_What you will do_.
1. Condense the paragraph of the OrcaAL project discussion that begins "Currently, there are two folders" into a short bulleted list that keeps its main facts.
2. Continue the OrcaAL project discussion from the point where it stops.

_Selected text_.
□ □ □
I understand that a PostgreSQL database is currently used to store annotations. However, I'm not sure where it is currently hosted; is it on AWS LightSail as well? Also, can I clarify the reason for wanting to switch over to a cloud-hosted database? Would that mean using a solution such as AWS RDS instead?

Now the database is on a docker container on AWS LightSail, which is fine, but sometimes the containers stop working so a hosted database (RDS) might be more reliable?

  • Allow to continuously obtain new data (after one day is exhausted)

How is obtaining of new unlabeled data currently handled? I don't seem to be able to find much info about it, is it currently done manually, with a new set of data generated by the preprocess_unlabeled utilities and then pushed to the s3 bucket orcagsoc/unlabeled? If so, automating it with a Github Actions workflow might be a possible solution?

Currently, there are two folders in S3 orcagsoc bucket: labeled_test, unlabeled_test, and the data there comes from a specific day: July 2020, already in .mp3 format. @wetdog worked on grabbing data from the streaming buckets (in .ts), so you should check out the orca_embeddings branch. Yes. Github Actions or some other way to facilitate these workflows will be great!

  • Handle examples which cannot be annotated by anyone

Can I clarify if this refers to examples which human annotators themselves are unsure of? If that is the case, I suppose that a separate database model (perhaps keeping track of the number of times skipped, so that that can be a key used for querying) for storing these uncertain examples are required?

Yes, the ones which are left when clicking the skip button.

  • Integrate embeddings and distance based querying strategy, and optimize performance

Would a plausible distance based querying strategy be to use some distance measure (e.g. Manhattan or Euclidean) to find the furthest unlabeled examples from the means of both 'orca' and 'non-orca' embeddings, and treat those as the most 'uncertain' examples?
Yes, look through embeddings branch and orca-embeddings repo and Jose's blogs.

  • Allow to change source/destinations for use with new datasets

Do these new datasets refer to the labelled, unlabeled or both? Should this change be controllable from the OrcaAL site itself (i.e. can be seen and changed by annotators), or should it be more for internal usage?

It could be both labelled or unlabelled. Maybe not from OrcaAL site at this stage. Even from the command line I think the set up steps are pretty tight up to our AWS set up. So if a colleague comes with their own data and wants to set up OrcaAL, it might not be trivial to get started. This is a bit open for discussion @yosoyjay @scottveirs

  • Study how querying strategy influences model performance

Would this entail some form of A/B testing or canary deployment? The downsides to this are that I foresee requiring 2 isolated databases (or multiple depending on how many strategies we are testing) to contain the different annotations, and probably isolated S3 buckets as well to store the resulting different sets of labelled data thereafter. This method might also take some time to test, especially if the traffic for OrcaAL site isn't very high.
□ □ □
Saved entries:
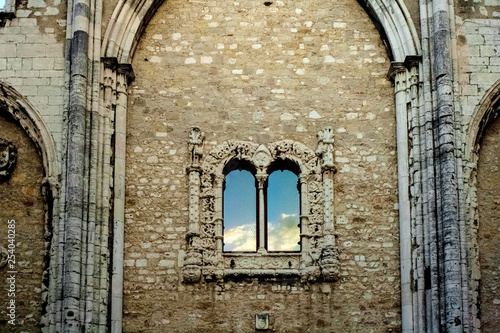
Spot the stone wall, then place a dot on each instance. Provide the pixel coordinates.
(21, 200)
(261, 72)
(33, 62)
(488, 236)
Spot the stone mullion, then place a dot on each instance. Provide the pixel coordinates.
(218, 187)
(328, 229)
(305, 232)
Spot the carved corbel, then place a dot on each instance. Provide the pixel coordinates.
(325, 149)
(329, 263)
(193, 260)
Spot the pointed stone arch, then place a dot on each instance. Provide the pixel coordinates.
(396, 28)
(26, 116)
(130, 18)
(484, 117)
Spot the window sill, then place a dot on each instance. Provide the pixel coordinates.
(261, 262)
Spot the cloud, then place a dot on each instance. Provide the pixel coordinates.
(284, 235)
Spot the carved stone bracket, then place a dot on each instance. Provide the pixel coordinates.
(8, 159)
(318, 259)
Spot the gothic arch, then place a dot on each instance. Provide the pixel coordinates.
(120, 41)
(485, 114)
(130, 18)
(28, 119)
(483, 118)
(21, 111)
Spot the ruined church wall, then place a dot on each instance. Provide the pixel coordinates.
(477, 29)
(21, 201)
(488, 235)
(261, 72)
(32, 58)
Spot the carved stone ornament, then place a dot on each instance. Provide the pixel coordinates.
(204, 259)
(8, 159)
(4, 255)
(325, 148)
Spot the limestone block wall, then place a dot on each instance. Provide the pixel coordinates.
(21, 200)
(477, 27)
(33, 61)
(261, 72)
(488, 235)
(478, 52)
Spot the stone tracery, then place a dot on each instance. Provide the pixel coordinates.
(318, 259)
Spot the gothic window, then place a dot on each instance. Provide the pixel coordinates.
(250, 225)
(283, 211)
(280, 195)
(239, 213)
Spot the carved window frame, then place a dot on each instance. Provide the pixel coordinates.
(205, 258)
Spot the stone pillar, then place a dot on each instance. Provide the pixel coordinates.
(329, 261)
(115, 93)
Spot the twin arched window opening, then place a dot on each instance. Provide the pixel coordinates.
(261, 213)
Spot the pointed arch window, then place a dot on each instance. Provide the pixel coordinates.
(261, 210)
(261, 215)
(283, 211)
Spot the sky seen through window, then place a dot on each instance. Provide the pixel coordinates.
(240, 212)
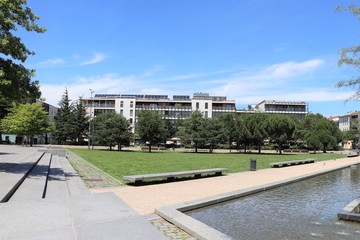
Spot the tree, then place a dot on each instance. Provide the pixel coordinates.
(281, 129)
(228, 128)
(320, 133)
(81, 121)
(27, 120)
(65, 129)
(256, 128)
(350, 55)
(112, 129)
(243, 135)
(191, 130)
(211, 132)
(150, 127)
(15, 79)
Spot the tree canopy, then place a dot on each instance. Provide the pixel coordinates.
(15, 79)
(110, 129)
(150, 127)
(27, 120)
(350, 55)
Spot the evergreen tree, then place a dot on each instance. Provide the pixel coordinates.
(112, 129)
(281, 129)
(27, 120)
(16, 85)
(191, 130)
(65, 129)
(150, 127)
(81, 125)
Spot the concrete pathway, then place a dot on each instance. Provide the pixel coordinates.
(145, 199)
(68, 210)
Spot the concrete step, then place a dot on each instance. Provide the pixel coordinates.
(34, 185)
(14, 172)
(57, 186)
(94, 216)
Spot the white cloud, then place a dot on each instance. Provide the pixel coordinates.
(311, 95)
(265, 80)
(52, 62)
(107, 83)
(96, 58)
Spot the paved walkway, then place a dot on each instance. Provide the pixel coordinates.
(55, 204)
(145, 199)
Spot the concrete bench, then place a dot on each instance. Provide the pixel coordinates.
(34, 185)
(291, 163)
(172, 175)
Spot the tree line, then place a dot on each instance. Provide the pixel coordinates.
(71, 126)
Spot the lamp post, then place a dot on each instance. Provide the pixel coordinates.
(90, 112)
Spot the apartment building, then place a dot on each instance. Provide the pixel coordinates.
(349, 121)
(296, 109)
(175, 108)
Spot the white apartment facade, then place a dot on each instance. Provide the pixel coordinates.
(291, 108)
(179, 107)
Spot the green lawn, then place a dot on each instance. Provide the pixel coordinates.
(119, 164)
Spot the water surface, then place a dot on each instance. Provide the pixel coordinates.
(303, 210)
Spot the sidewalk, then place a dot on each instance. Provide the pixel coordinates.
(69, 212)
(145, 199)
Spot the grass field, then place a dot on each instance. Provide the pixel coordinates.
(119, 164)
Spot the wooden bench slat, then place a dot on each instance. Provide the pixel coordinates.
(292, 162)
(139, 178)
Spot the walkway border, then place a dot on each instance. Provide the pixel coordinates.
(175, 213)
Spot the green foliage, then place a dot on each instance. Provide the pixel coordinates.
(119, 164)
(65, 121)
(281, 129)
(81, 121)
(228, 128)
(191, 130)
(111, 129)
(15, 80)
(350, 55)
(319, 132)
(27, 120)
(255, 129)
(150, 127)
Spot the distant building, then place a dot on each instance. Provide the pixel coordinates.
(349, 121)
(296, 109)
(39, 139)
(179, 107)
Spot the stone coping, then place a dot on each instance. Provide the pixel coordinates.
(176, 213)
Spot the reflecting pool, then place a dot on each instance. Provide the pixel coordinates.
(302, 210)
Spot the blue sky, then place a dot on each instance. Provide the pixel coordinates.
(249, 51)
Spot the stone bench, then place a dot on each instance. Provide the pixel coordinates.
(171, 175)
(291, 163)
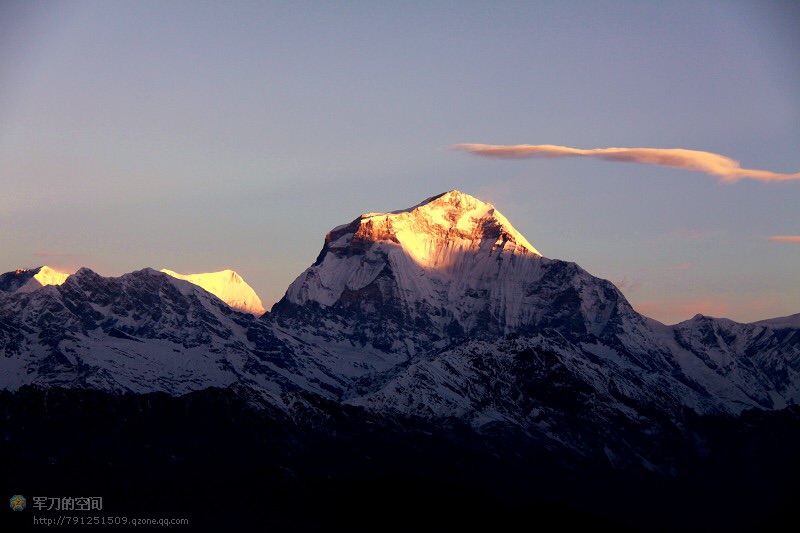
□ □ □
_Results in order_.
1.
- The S3 orcagsoc bucket holds two folders: labeled_test and unlabeled_test.
- Their data comes from one specific day in July 2020 and is already in .mp3 format.
- @wetdog worked on pulling data from the streaming buckets (in .ts), so the orca_embeddings branch is worth checking.
- Using GitHub Actions, or another way to ease these workflows, would be welcome.

2.
We can compare the different querying strategies as a starter. Even without full deployment we can do some experiments. Kunal did some evaluation of the uncertainty strategy in a jupyter notebook with a very small sample, but I think now we have slightly more labeled data. We also need to look at more proper metrics: now we have accuracy, but the number of training and testing samples changes after each round so one should be more careful about how to interpret results. We can also advertise some experiments to the slack channel for a starter, or make OrcaAl more visible to the citizen scientists.

  • Integrate multiple annotators (model training, uncertainty for querying, …)

Does this refer to handling concurrent loads and high traffic (load testing)?

Maybe simply sending same observation to more than one annotators to check for consistency. We have given a demo at some events with bunch of people: the app has not crashed but we do not know how slow it is for the users. Maybe that should be on the list to investigate.

Some additional queries I have:

  • I wanted to clarify if the model presently retrain on the entire labelled dataset every time the RETRAIN_TARGET number is reached, or does it only retrain on the newly labelled examples? My understanding is that it is the former, and I was wondering if some sort of weighting should be applied to the examples, whereby newly human-labelled examples have higher cost if the model gets them wrong during retraining (i.e. some form of boosting). I was thinking that it might be helpful since these human labelled examples are likely to be 'harder' given the greater uncertainty. Not sure if this makes sense as I'm new to the active learning field in general.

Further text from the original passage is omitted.